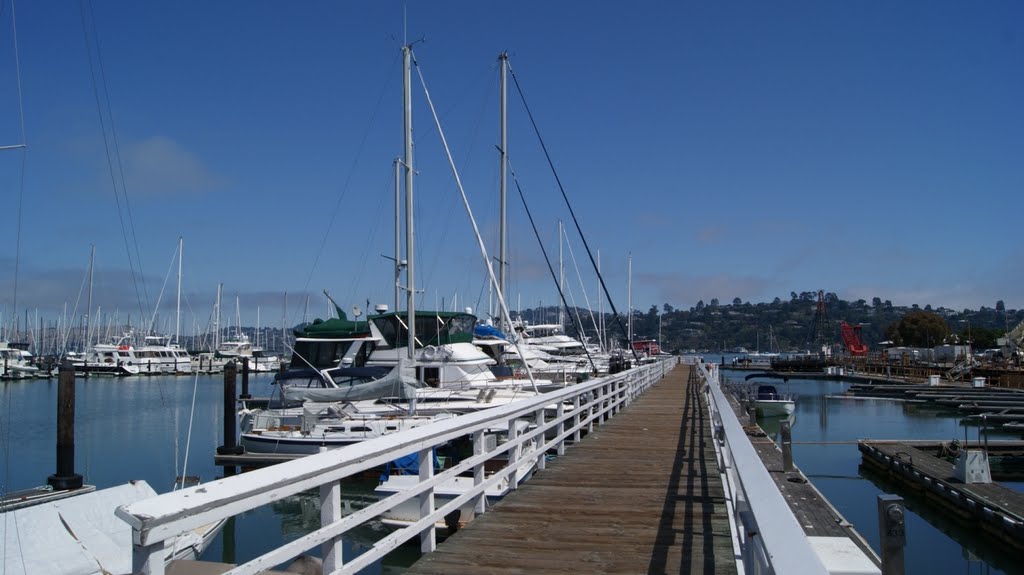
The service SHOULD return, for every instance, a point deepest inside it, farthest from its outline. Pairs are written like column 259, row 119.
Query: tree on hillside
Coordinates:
column 919, row 328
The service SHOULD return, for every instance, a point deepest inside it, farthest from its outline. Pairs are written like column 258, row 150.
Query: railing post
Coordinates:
column 594, row 403
column 786, row 432
column 331, row 513
column 478, row 447
column 513, row 454
column 541, row 459
column 560, row 415
column 892, row 533
column 576, row 418
column 428, row 539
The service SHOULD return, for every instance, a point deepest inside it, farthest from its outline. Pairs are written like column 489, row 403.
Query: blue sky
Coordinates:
column 735, row 149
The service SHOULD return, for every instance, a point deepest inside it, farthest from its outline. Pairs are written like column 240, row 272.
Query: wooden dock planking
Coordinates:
column 640, row 494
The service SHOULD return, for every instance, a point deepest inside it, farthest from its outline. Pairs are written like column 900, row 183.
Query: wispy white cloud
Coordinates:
column 160, row 166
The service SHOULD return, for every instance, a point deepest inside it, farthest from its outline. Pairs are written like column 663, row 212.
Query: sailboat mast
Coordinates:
column 629, row 297
column 407, row 52
column 216, row 325
column 177, row 314
column 397, row 234
column 88, row 315
column 502, row 250
column 561, row 277
column 600, row 307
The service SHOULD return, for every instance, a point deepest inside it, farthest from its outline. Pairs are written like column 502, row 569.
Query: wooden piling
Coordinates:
column 66, row 478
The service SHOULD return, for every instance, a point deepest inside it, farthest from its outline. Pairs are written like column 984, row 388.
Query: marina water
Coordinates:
column 824, row 434
column 137, row 428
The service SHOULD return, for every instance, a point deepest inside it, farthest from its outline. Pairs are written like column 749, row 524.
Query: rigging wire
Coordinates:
column 23, row 146
column 90, row 40
column 469, row 212
column 348, row 179
column 547, row 260
column 614, row 312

Request |
Return the part of the material above that opens with the line containing "749, row 524." and continues through the end of the material, copying every line unchanged.

Expected answer |
The service SHOULD return, for every instance, a point deepest inside it, farthest from its outline. Pairs are written like column 749, row 524.
Query: rigging wire
Coordinates:
column 23, row 146
column 90, row 40
column 469, row 212
column 348, row 179
column 547, row 260
column 614, row 312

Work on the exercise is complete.